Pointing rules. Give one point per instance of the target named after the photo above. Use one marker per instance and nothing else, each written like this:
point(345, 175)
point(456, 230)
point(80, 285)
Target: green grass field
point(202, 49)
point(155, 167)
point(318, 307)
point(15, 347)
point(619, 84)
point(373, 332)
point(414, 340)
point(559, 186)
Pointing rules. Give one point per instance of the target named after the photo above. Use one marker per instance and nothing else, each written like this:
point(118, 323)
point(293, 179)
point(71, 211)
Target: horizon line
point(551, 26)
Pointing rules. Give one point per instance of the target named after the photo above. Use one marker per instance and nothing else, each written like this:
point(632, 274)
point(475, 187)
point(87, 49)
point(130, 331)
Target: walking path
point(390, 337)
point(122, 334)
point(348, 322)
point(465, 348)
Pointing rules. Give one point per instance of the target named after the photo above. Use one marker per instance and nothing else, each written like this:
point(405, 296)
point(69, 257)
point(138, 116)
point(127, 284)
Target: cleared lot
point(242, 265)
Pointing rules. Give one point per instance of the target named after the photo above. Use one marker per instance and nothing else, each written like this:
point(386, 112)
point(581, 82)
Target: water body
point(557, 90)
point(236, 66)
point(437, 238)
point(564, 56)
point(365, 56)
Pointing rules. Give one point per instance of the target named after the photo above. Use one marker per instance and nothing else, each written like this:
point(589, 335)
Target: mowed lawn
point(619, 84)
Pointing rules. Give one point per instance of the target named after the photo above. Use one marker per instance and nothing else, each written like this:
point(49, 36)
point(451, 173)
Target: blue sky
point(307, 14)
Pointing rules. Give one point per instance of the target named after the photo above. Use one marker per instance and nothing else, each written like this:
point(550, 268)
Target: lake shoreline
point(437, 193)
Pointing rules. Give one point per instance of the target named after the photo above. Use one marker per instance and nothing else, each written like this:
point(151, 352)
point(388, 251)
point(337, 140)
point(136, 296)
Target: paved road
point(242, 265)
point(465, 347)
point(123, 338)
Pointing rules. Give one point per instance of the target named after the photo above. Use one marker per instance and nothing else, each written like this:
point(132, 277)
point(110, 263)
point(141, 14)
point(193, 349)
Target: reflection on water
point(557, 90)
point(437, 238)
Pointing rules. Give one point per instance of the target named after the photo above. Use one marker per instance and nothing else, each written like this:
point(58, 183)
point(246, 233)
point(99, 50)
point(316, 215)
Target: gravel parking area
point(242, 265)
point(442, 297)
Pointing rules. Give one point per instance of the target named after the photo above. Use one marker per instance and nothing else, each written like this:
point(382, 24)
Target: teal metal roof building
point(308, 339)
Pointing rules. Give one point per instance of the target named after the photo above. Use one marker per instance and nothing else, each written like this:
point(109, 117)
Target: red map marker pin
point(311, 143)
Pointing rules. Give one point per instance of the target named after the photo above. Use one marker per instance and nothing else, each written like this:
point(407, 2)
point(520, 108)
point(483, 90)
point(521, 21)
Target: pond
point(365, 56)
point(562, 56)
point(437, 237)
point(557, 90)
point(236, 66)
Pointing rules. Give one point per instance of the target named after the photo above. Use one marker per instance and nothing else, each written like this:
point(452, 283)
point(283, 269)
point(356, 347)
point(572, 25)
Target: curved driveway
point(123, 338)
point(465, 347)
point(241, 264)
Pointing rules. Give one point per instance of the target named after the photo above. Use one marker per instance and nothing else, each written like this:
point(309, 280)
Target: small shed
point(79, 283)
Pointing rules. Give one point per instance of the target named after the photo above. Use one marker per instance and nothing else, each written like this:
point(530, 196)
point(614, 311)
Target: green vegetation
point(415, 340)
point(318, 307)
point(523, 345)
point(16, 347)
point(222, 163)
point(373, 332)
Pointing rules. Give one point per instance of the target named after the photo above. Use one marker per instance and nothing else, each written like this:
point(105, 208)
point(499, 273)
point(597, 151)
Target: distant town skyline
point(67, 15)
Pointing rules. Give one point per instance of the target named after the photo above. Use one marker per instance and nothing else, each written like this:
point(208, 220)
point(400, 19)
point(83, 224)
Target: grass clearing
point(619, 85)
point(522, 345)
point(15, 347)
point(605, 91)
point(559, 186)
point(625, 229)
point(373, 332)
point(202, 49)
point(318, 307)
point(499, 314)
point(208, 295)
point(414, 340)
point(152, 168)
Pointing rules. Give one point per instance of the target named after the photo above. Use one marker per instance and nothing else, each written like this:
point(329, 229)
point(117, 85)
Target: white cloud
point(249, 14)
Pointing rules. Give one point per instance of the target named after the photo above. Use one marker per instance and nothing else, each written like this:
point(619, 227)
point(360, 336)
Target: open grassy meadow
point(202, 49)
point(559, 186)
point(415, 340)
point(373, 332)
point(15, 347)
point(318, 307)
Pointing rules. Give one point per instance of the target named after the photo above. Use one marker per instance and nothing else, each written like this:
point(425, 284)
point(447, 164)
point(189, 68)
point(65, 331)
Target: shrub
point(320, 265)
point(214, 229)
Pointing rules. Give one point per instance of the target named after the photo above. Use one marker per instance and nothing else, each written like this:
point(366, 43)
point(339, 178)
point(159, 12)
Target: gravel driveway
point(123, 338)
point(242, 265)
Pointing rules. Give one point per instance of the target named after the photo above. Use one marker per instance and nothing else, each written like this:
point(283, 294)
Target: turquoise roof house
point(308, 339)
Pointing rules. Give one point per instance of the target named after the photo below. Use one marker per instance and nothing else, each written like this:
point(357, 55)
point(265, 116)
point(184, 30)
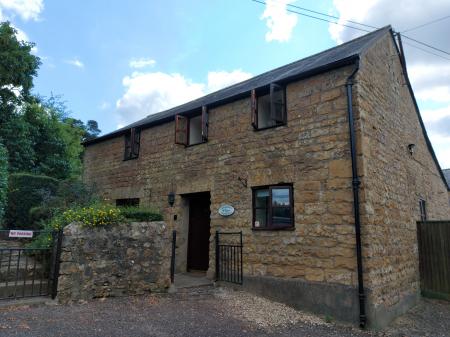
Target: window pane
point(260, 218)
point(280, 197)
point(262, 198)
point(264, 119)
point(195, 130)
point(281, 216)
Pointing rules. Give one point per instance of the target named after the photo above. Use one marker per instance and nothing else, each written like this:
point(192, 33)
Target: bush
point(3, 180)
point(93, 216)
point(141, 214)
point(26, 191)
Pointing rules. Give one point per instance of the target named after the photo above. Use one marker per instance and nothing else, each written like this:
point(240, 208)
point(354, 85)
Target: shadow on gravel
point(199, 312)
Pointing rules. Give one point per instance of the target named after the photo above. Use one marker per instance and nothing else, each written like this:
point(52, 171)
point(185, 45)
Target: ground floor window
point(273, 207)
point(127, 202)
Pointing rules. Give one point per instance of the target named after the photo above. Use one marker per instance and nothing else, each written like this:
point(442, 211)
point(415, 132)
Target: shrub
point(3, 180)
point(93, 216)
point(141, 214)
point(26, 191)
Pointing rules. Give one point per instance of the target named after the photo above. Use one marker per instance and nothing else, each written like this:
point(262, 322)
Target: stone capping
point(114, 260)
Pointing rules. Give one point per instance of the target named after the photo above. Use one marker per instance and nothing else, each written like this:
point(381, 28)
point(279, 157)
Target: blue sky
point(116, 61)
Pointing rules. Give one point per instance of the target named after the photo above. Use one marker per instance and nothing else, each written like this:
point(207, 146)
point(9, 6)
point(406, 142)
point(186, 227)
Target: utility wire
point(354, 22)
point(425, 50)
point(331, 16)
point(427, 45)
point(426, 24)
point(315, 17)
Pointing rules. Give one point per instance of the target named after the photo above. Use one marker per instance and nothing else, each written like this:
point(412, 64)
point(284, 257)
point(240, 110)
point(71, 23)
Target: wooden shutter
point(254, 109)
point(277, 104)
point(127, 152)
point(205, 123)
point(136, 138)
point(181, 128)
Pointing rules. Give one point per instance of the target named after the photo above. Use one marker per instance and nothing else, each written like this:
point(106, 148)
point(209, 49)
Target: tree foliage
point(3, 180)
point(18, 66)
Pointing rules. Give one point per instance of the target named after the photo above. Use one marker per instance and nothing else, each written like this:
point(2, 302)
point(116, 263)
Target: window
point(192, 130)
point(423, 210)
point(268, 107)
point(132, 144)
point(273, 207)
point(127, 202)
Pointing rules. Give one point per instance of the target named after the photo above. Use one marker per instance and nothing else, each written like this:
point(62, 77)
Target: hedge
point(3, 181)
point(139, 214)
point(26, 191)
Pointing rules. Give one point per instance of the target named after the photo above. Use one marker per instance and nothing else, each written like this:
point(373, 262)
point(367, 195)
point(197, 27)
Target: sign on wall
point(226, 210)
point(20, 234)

+===+

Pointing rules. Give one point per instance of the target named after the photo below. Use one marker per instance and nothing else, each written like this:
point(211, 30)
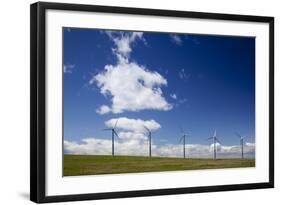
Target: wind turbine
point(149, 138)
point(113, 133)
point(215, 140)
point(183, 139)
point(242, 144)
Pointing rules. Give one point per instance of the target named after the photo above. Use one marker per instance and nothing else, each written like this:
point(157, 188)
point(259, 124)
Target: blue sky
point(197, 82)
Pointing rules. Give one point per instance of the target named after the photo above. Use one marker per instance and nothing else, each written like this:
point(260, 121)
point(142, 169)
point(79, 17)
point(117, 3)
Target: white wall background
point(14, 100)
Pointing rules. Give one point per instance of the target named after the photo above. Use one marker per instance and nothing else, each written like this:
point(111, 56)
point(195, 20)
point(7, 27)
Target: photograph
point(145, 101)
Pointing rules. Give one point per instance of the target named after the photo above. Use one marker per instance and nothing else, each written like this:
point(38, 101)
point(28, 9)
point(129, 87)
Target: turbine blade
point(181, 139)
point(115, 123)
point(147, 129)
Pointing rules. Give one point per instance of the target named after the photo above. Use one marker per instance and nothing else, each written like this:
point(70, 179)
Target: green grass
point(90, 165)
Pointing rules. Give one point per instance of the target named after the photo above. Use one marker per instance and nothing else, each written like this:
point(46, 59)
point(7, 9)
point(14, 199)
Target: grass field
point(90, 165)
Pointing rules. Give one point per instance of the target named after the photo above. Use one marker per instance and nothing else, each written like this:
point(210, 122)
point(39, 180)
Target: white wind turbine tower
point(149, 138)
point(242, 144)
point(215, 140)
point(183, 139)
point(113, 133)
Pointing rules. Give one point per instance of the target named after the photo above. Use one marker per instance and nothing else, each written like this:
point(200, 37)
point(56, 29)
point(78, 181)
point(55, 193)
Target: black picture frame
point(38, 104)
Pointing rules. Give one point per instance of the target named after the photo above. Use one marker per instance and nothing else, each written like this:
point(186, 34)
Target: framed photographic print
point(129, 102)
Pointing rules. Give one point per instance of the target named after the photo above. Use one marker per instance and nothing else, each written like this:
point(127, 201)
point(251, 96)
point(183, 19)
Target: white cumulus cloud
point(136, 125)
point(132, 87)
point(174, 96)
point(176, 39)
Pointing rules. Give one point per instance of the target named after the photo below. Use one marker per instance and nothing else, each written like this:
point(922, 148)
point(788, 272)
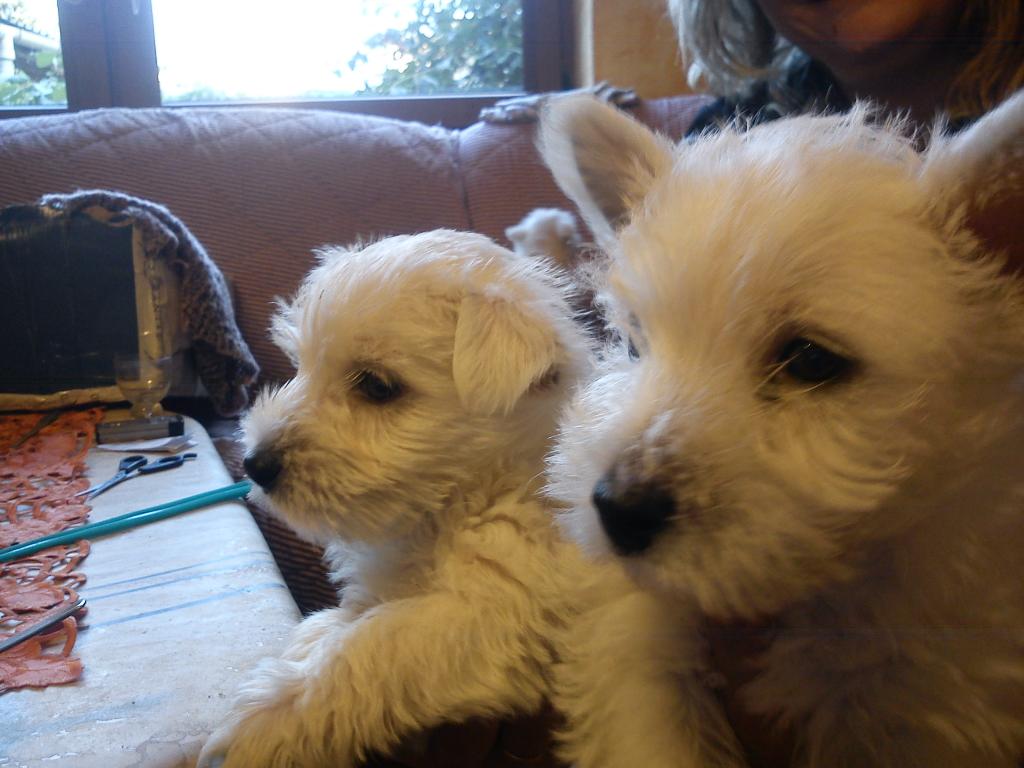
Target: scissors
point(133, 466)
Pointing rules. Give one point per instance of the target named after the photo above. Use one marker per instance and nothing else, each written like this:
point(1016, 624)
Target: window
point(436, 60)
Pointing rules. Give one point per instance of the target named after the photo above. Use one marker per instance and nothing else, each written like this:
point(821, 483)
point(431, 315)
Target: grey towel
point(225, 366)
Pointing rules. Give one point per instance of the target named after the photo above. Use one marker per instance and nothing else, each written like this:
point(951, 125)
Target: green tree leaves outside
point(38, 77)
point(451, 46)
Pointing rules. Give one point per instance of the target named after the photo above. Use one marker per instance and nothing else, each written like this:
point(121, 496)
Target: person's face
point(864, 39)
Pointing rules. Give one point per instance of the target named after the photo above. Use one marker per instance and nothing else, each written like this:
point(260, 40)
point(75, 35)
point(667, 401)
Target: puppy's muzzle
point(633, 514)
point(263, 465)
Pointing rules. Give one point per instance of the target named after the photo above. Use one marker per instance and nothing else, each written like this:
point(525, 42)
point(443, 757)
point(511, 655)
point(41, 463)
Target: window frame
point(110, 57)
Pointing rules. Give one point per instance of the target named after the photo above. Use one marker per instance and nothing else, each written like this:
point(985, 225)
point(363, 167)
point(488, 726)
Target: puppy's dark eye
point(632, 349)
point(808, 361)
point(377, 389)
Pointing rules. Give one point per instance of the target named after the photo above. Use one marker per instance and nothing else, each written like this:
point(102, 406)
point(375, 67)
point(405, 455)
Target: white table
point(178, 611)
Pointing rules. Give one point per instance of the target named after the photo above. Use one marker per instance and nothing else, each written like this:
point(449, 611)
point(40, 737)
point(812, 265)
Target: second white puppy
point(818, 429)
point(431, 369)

+===+

Requirements: Extract every line above that contains the word "cloud", treating uppercase and lowercase as distinct.

Finished answer:
Target: white cloud
Target: white cumulus cloud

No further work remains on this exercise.